▸ Objective
Gather every line below that contains the word "chair" and copy each one in full. Case counts, so match capitals and lowercase letters precisely.

▸ Listed records
===

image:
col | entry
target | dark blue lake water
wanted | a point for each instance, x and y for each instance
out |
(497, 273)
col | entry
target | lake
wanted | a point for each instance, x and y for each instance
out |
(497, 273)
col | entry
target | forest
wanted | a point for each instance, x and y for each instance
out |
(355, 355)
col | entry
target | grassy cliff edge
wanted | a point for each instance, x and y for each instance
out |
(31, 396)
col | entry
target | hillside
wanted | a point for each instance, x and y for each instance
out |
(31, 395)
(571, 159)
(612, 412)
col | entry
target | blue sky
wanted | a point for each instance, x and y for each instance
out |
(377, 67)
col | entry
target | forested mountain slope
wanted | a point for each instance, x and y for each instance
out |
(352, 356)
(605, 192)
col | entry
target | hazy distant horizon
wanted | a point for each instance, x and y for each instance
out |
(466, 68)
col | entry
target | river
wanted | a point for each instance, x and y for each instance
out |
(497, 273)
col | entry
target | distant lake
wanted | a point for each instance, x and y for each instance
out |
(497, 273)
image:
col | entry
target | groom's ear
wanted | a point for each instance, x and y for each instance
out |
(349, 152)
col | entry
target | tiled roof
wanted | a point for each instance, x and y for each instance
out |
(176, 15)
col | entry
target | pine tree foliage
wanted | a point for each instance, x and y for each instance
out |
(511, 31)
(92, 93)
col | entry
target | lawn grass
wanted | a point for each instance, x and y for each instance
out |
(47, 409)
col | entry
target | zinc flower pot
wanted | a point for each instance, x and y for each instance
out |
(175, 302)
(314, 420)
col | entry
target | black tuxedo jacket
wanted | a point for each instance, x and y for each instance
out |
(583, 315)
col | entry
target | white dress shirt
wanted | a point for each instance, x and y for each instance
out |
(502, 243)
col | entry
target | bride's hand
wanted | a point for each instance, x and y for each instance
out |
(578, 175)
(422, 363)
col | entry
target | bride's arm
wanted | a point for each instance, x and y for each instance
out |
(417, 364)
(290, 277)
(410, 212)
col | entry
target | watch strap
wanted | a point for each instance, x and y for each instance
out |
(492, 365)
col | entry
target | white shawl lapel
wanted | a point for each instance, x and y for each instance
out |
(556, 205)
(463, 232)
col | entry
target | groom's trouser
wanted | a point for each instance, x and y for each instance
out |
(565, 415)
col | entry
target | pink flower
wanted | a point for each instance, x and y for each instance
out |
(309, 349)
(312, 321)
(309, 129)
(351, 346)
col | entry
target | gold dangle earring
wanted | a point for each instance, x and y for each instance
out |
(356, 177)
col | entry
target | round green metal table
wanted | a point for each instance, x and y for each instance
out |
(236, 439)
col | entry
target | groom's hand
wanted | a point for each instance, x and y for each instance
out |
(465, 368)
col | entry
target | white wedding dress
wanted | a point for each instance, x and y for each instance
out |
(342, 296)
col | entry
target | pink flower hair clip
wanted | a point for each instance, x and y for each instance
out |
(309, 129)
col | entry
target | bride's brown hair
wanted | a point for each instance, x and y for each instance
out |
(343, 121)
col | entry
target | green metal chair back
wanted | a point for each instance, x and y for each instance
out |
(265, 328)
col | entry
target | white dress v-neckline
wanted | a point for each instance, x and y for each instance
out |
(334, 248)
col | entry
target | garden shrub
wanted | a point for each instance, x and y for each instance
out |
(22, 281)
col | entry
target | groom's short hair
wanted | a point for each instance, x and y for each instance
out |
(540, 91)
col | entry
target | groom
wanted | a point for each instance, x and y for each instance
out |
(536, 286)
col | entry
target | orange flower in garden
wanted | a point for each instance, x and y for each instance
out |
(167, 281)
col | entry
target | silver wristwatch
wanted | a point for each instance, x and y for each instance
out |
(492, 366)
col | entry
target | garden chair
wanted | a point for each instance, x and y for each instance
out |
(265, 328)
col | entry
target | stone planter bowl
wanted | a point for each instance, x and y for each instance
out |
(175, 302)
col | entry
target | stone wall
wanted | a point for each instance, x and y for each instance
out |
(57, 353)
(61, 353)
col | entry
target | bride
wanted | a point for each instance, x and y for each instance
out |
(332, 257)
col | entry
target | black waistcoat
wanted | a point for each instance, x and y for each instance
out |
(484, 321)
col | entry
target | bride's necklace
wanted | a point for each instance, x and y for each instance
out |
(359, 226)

===

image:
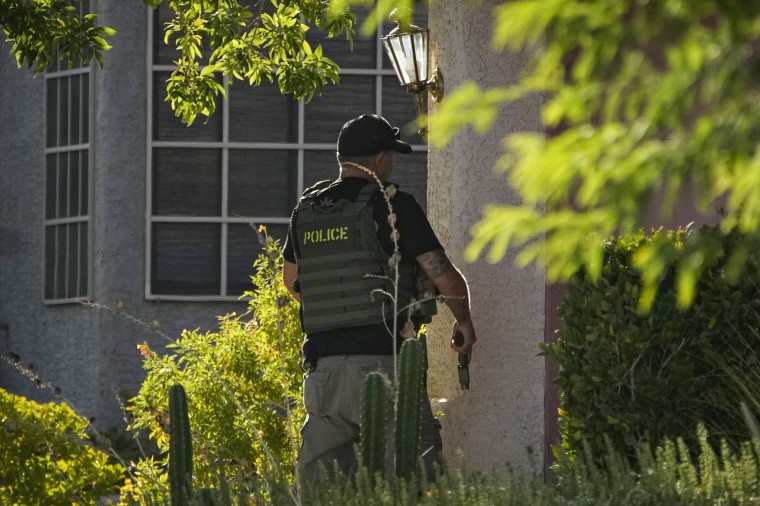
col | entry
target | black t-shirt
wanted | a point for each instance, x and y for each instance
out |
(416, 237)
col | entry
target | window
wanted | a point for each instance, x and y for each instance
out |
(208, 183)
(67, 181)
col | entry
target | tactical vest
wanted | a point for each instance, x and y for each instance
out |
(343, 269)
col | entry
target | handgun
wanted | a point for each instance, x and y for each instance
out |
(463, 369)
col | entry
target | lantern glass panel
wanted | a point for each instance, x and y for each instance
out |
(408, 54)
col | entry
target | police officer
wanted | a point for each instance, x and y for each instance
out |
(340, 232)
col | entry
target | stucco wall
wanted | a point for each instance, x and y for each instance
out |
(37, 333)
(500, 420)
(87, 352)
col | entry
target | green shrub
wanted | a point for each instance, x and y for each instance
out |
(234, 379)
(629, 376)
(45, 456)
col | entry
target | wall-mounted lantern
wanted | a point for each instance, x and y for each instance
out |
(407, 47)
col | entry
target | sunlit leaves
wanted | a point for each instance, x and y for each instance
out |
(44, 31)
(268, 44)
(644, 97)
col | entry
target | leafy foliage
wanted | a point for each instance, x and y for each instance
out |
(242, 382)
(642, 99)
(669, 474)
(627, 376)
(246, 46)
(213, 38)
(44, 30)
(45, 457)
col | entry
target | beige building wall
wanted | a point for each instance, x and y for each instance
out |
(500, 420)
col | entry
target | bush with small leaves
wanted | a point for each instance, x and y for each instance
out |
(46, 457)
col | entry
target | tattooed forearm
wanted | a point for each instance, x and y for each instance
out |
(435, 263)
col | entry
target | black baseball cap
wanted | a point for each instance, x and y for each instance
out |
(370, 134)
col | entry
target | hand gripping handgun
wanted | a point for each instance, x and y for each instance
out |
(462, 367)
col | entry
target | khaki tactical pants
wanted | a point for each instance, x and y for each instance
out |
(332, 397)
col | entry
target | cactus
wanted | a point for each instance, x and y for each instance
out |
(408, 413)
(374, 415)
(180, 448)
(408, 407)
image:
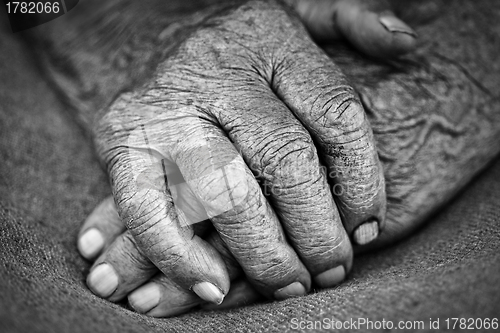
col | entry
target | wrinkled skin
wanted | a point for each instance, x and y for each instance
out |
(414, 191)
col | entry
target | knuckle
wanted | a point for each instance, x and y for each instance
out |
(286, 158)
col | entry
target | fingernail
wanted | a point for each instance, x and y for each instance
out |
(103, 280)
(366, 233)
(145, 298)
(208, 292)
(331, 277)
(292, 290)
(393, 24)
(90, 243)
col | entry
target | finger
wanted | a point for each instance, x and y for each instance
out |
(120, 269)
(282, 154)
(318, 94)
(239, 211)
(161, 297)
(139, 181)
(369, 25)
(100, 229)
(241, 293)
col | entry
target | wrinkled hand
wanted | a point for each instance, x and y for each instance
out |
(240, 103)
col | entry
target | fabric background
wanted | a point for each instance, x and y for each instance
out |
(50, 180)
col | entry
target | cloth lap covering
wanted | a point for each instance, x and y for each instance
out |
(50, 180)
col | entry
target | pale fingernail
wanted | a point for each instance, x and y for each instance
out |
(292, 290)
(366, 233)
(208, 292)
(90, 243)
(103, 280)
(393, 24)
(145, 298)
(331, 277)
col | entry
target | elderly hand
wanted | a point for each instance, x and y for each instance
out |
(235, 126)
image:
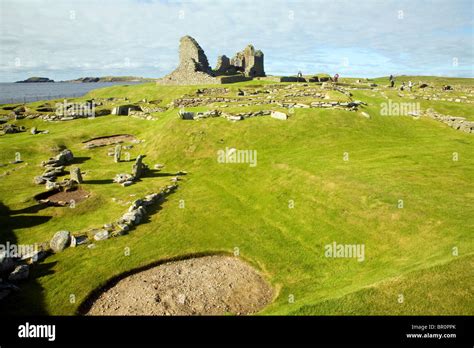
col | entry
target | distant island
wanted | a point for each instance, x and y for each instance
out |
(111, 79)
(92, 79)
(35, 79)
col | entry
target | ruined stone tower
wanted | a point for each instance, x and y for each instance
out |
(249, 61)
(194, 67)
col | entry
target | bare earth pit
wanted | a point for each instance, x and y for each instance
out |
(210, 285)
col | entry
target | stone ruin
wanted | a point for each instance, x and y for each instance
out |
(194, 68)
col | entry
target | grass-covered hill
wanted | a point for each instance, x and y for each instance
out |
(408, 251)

===

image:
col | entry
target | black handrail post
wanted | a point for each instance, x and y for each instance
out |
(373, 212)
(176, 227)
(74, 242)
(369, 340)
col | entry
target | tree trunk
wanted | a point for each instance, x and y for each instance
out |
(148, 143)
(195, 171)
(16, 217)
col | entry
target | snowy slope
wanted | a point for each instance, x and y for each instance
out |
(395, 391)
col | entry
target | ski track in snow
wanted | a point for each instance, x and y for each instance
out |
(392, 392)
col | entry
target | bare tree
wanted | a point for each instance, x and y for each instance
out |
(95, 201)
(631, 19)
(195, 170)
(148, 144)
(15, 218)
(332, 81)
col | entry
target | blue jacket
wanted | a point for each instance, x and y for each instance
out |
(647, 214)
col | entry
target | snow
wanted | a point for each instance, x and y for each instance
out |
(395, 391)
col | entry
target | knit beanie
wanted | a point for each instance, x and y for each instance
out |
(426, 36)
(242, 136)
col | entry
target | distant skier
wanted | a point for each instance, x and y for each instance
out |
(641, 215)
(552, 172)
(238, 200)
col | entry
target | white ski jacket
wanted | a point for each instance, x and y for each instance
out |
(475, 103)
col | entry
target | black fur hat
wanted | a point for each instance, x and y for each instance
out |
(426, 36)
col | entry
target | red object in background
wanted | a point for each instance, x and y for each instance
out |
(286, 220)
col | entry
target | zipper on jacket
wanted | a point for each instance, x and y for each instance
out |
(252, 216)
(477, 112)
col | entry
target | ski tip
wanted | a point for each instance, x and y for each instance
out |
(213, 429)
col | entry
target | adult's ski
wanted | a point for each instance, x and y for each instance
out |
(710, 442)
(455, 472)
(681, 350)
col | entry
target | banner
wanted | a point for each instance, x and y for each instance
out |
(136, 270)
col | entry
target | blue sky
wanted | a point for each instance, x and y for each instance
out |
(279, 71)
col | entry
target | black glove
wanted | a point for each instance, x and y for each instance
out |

===

▸ Written reply
target | green metal chair back
target | garden chair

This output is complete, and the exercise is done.